What this task involves:
Substitute "occurrence" for every "instance" in the material below and write it out again with nothing else changed. Leave the pictures out of your answer.

(Items from a data source)
========================================================================

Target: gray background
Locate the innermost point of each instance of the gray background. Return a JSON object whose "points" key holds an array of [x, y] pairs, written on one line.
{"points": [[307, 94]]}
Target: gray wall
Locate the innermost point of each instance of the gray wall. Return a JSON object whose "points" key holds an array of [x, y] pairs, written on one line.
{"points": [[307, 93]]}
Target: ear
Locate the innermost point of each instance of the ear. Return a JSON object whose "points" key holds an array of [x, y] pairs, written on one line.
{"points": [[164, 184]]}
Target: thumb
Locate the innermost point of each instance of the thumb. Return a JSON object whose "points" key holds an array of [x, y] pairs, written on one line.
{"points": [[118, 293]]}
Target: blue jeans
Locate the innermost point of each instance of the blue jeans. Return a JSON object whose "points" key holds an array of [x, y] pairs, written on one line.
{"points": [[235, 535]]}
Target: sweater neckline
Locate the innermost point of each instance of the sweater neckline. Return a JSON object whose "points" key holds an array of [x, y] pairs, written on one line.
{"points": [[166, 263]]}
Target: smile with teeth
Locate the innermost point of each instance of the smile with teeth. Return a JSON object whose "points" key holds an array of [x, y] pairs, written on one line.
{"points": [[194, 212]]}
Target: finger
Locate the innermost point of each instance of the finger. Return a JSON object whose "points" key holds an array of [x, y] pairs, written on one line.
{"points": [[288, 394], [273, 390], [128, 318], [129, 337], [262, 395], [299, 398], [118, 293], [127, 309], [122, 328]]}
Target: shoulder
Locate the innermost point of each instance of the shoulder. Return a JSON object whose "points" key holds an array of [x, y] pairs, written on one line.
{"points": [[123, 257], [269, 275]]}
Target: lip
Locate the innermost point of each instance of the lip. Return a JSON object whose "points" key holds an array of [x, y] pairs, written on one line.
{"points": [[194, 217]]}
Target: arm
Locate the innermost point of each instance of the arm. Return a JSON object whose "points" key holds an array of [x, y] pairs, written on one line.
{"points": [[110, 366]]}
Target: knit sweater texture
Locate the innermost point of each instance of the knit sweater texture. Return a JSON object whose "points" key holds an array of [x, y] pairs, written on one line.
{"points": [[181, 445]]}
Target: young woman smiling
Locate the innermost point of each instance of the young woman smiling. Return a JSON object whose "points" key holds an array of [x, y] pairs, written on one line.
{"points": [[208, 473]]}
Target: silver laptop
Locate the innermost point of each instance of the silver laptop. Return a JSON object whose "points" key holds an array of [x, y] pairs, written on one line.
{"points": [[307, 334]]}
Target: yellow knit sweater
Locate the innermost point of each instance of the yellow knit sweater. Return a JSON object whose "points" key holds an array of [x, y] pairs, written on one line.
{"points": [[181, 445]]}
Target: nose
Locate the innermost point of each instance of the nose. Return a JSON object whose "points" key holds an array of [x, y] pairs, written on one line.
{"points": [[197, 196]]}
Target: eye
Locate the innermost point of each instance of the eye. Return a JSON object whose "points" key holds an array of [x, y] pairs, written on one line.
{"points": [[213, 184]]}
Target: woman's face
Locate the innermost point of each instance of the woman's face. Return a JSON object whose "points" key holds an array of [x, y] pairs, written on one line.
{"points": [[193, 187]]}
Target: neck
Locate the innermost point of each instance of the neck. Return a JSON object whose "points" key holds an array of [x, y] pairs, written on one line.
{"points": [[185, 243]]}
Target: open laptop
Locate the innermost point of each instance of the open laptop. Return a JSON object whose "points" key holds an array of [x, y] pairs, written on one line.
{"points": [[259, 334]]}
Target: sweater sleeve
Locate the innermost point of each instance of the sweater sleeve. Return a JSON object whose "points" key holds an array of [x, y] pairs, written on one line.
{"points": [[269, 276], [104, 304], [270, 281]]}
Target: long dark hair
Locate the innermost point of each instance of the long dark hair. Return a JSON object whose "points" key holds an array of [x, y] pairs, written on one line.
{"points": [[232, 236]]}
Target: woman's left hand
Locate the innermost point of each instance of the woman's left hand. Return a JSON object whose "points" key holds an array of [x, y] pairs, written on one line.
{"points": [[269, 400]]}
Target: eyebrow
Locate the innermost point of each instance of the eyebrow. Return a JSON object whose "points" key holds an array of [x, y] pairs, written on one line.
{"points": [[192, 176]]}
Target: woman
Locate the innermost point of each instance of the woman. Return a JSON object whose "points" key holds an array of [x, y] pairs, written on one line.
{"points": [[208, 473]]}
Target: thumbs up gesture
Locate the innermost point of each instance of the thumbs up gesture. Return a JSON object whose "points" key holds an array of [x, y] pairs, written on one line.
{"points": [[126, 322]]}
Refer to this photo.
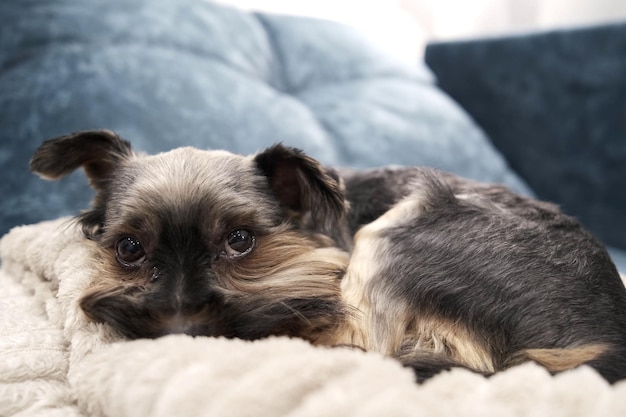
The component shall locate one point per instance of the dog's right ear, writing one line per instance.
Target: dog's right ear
(98, 152)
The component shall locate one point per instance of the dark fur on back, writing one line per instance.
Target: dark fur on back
(518, 273)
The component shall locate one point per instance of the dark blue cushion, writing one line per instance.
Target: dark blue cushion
(555, 105)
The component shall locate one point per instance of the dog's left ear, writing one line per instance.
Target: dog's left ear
(303, 187)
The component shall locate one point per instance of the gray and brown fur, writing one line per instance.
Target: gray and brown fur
(420, 265)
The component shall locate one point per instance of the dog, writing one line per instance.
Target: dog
(423, 266)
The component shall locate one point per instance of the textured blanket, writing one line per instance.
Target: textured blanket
(55, 362)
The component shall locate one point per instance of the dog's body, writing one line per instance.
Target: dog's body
(424, 266)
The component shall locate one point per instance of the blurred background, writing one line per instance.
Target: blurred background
(403, 27)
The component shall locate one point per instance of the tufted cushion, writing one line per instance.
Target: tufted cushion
(170, 73)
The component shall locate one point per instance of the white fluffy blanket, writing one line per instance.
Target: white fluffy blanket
(54, 362)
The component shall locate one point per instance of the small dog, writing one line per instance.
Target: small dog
(432, 269)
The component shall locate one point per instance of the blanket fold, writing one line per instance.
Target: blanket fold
(55, 362)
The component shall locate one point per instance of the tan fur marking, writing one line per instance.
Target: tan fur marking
(453, 339)
(377, 322)
(558, 360)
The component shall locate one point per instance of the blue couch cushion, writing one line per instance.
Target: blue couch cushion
(170, 73)
(555, 104)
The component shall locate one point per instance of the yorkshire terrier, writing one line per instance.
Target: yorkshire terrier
(420, 265)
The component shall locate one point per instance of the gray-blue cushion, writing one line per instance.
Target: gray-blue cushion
(171, 73)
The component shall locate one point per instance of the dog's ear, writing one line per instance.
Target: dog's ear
(98, 152)
(303, 188)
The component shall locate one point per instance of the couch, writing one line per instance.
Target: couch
(165, 74)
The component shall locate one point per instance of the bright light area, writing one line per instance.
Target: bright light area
(403, 27)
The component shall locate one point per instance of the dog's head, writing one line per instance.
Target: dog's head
(207, 242)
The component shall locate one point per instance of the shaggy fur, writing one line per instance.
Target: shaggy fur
(441, 271)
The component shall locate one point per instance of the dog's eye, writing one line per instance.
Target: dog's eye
(129, 252)
(239, 242)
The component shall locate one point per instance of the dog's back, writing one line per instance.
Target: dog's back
(480, 276)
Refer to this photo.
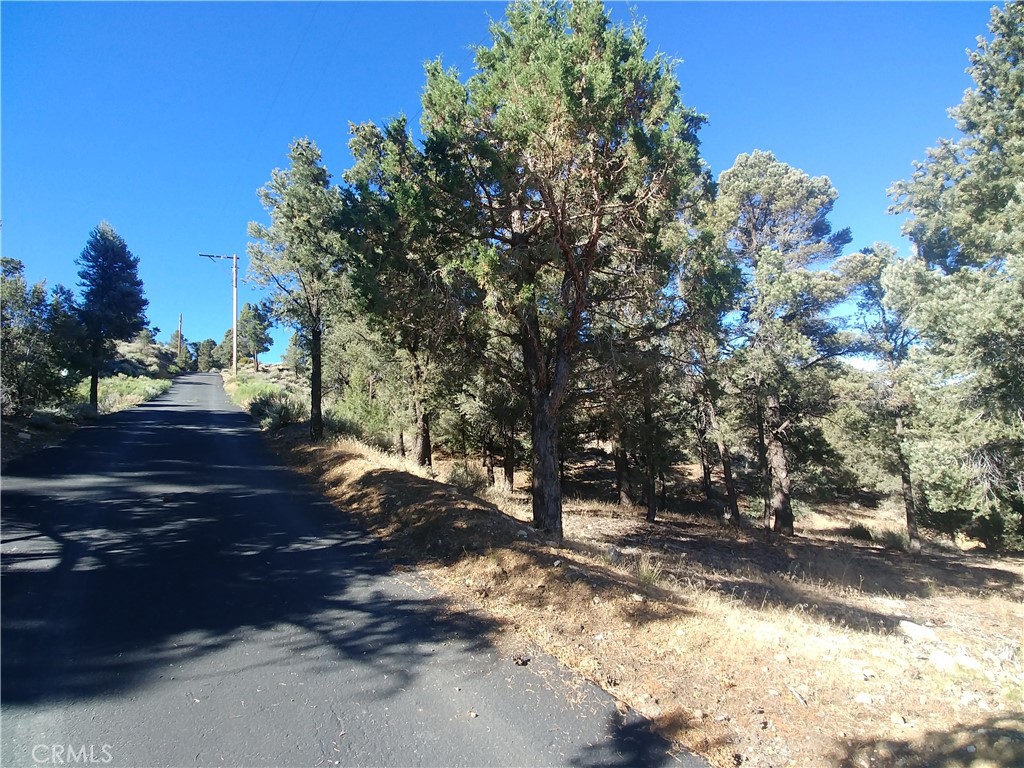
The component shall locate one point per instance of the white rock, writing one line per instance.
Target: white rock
(942, 660)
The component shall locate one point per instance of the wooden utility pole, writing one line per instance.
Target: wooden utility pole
(235, 307)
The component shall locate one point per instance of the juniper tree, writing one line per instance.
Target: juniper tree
(563, 154)
(300, 254)
(965, 290)
(774, 219)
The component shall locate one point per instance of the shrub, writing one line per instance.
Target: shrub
(278, 409)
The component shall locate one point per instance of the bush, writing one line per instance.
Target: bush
(278, 409)
(119, 392)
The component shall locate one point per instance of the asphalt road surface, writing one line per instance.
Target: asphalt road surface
(173, 596)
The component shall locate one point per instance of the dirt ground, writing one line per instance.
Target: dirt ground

========================================================================

Answer:
Target: gray background
Locate the innermost point of each occurrence of the gray background. Return a JSON object whose "points" key holds an array of [x, y] pairs, written on one line.
{"points": [[307, 94]]}
Target: gray wall
Locate the innermost point of each occurrence of the gray wall. Return a JSON object whose "points" key holds an array of [x, y] pairs, written on one line.
{"points": [[307, 93]]}
Target: ear
Locate the innermost point of each occurrence of the ear. Return a JSON object whose "points" key holds an array of [x, y] pairs, written on one line.
{"points": [[164, 184]]}
Target: thumb
Locate the innermost point of each occurrence of the thumb. Return a JSON object whose "points" key holds an array of [x, y] pairs, written on one line.
{"points": [[118, 293]]}
Target: blue jeans
Locate the innermost point of each occurrence of the blue jeans. Return a JSON object whose "points" key holds an array of [x, y] pairs, written on one line.
{"points": [[235, 535]]}
Target: sweater neckline
Locate the innermost point of each occurrence of the sweater neckline. Return a JSON object whose "points" key holds an array of [x, y] pairs, written on one line.
{"points": [[166, 263]]}
Target: smile with teeth
Locate the innermost point of each occurrence of the smile with teeth. Return a JSON object whose "points" key holds an array of [x, y] pairs, written on one line.
{"points": [[194, 212]]}
Target: finger
Locate the innermost point of each occurrence of the finger. Return a JSON object whose "points" key holds an array of [x, y] pairs, written on one line.
{"points": [[288, 394], [273, 390], [128, 318], [129, 337], [262, 395], [299, 398], [118, 293], [127, 309], [122, 328]]}
Target: shoulder
Locate the innermost point of each occurrence of the shoulder. Return a JSON object whose "points" key holds an array of [x, y] pairs, written on one line.
{"points": [[123, 257], [269, 275]]}
Target: lip
Locate the innermost point of each occurrence of the lip. Return a JSON object whose "points" key holds an array of [x, y] pairs, written on one line.
{"points": [[194, 217]]}
Target: arm
Locate the innermost point of each occurrence of the arm. Return a JSON object whose "points" key holds an array of [x, y] pairs, written on one line.
{"points": [[110, 366]]}
Target: knit sweater texture
Locate the innermost point of each occurrence of the knit sweater texture. Return a JSON object whose "points" key holds an array of [x, y] pairs, written on one line.
{"points": [[181, 445]]}
Target: young woman smiling
Locate the innermost point of each occurrence of the young woman smiling. Return a JSON object whose "points" key holds an array of [x, y] pairs, written on one line.
{"points": [[208, 473]]}
Target: silver laptop
Locate the innermost point of each occurrence of the silver laptop. Return a JSON object whose "points" key holds an array of [x, y] pairs, written on one line.
{"points": [[307, 334]]}
Target: yellow knit sweater
Locate the innermost point of each occurrence of the yellow knit sweater. Return a JSON object whose "points" key holds an array of [x, y] pairs, written on one line.
{"points": [[181, 445]]}
Target: nose
Locate the innermost point of each occurrence of the nose. Return a JSON object whose "points" key holds an array of [x, y] pairs, written on one line.
{"points": [[197, 196]]}
Target: eye
Locate the innermost point of each occurrence of the eye. Return a JSON object whose "points" key holds an array of [x, y] pairs, written on one line.
{"points": [[213, 184]]}
Target: woman's face
Locate the innermost point of each occurrence of the woman's face. Return a JSON object whose "points" key holds an array of [x, y] pairs, written on one line.
{"points": [[193, 187]]}
Target: neck
Locate the innermost point of each occurrence of the neck. Return a JSON object whose "points" key holds an array of [x, y] pairs, written on one line.
{"points": [[185, 243]]}
Target: open laptop
Locate the innermost point of each occurrence of the open laptop. Return a JSON object whose "points" key holds an array of [x, y] pairs, written on one line.
{"points": [[259, 334]]}
Target: sweater sleeve
Locate the innermost point of each occurrence of the sweater sleeve. Return a JSON object whose "points" key holds an array of [x, y] pairs, written on one line.
{"points": [[269, 276], [104, 304], [270, 281]]}
Target: long dark hair
Locate the innermost point of each occurrence of the long dark hair. Return a JSON object whose "points" key holds an array of [x, y] pairs, written on one line.
{"points": [[232, 236]]}
Target: woman's left hand
Locate the innermost point of each occurrence of the woman's left hand. Return a JSON object whose "points" key holds an array of [x, y] pairs, written on one line.
{"points": [[269, 400]]}
Target: eyebrow
Locate the innermost point of each occurrence of the eyebrow. Return a JSON object whose "points" key holds an array of [x, y] pairs, written on one line.
{"points": [[192, 176]]}
Target: woman
Locate the innermost point of each occurrence of the woman. Return a JSON object whose "points" key holds an array of [x, y] pairs, written on one line.
{"points": [[208, 473]]}
Target: thumbs up gesture
Locate the innermost point of each occurrence of the thumbs up gesture. Return a JSON object whose "points" key holds an array of [x, y] pairs, written on one line.
{"points": [[126, 322]]}
Refer to this photo.
The component shall locate one point per occurrence of the dog's right ear, writing one line per occurrence.
Target: dog's right ear
(98, 152)
The component shall locate one point per occurrence of the dark fur on back, writing one line per occurrence.
Target: dark fur on back
(518, 273)
The component shall locate one point per occurrence of the dark blue cushion, writing one line per occurrence.
Target: dark blue cushion
(555, 105)
The component shall locate one point per occurrence of the dog's left ear, writing one line per occurrence.
Target: dog's left ear
(303, 187)
The component shall locate one point per occurrence of the gray and brown fur, writing one line per occurrence.
Target: gray and brown fur
(420, 265)
The component shall locate one point per occurrence of the dog, writing one line per occurrence.
Target: dog
(423, 266)
The component shall locate one point per occurrence of the textured blanket, writing one line per occurrence.
Target: textured blanket
(55, 362)
The component shall locate one point per occurrence of the dog's body, writing one line per occurrence.
Target: dog's body
(424, 266)
The component shall locate one point per occurrence of the blurred background, writing one line per occurrence.
Target: blurred background
(403, 27)
The component shall locate one point per occurrence of the tufted cushion, writing one line per occurrence.
Target: tufted cushion
(170, 73)
The component shall locate one point per occurrence of the white fluffy blanket, writing one line per occurrence.
Target: white fluffy blanket
(54, 362)
The component shall locate one point per occurrence of the small dog, writing one line per occurrence.
Target: small dog
(432, 269)
The component shall locate one point per occurrence of the blanket fold, writing one line per occurrence.
Target: blanket fold
(55, 362)
The component shall locate one point per occurrence of the tan fur marking, writing one line per occurrence.
Target: tan fur marking
(453, 339)
(377, 322)
(558, 360)
The component shall locate one point per occurrence of the blue couch cushion, writing one line per occurrence.
Target: blue couch cushion
(170, 73)
(555, 104)
The component shall locate one point per occurrence of the yorkshire terrier, writing one line per occurrence.
Target: yorkshire terrier
(420, 265)
The component shall locate one point per occurrence of the gray-blue cushion, writing one line per occurrence.
Target: gray-blue cushion
(171, 73)
The component shall locate one point per occurrence of the dog's ear, writing one line per occurrence.
Target: dog's ear
(98, 152)
(303, 188)
The component shall locate one point per occurrence of the couch, writing one line per occurrence.
Target: couch
(165, 74)
The component shall locate one point per occurrence of the bright light area, writing one line per occurrence.
Target: bright light area
(403, 27)
The component shall locate one point per occurrence of the dog's head, writing one line per occurrence.
Target: dog's head
(207, 242)
The component shall locate one point per occurrence of the shaggy fur, writing one line per occurrence.
Target: shaggy fur
(441, 271)
The component shall locate one point per occurrence of the dog's eye, writing one line per occurrence.
Target: dog's eye
(129, 252)
(239, 242)
The component shall locate one point per occurrence of the dog's back, writing one line per occurrence.
Target: dog's back
(480, 276)
Refer to this photo.
The component shall locate one point per occurrence of the white rock, writing one line per occurrence.
Target: white rock
(942, 660)
The component shall locate one point per occurrence of the wooden utility pole, writing one line per occurrence.
Target: wooden utility pole
(235, 307)
The component shall locate one point per occurrence of the juniper tree, writing one line per occurrence.
Target: juniper tree
(563, 154)
(300, 254)
(965, 290)
(774, 219)
The component shall locate one point per occurrence of the shrub, writing one line per occurrence.
Target: shrub
(278, 409)
The component shall locate one point per occurrence of the bush, writing one line per occurrence.
Target: bush
(278, 409)
(119, 392)
The component shall locate one point per occurrence of the asphalt road surface, writing one line per occurrence.
Target: asphalt road surface
(173, 596)
The component shall locate one point per occurrence of the dirt ground, writing one line per occurrence.
Target: dirt ground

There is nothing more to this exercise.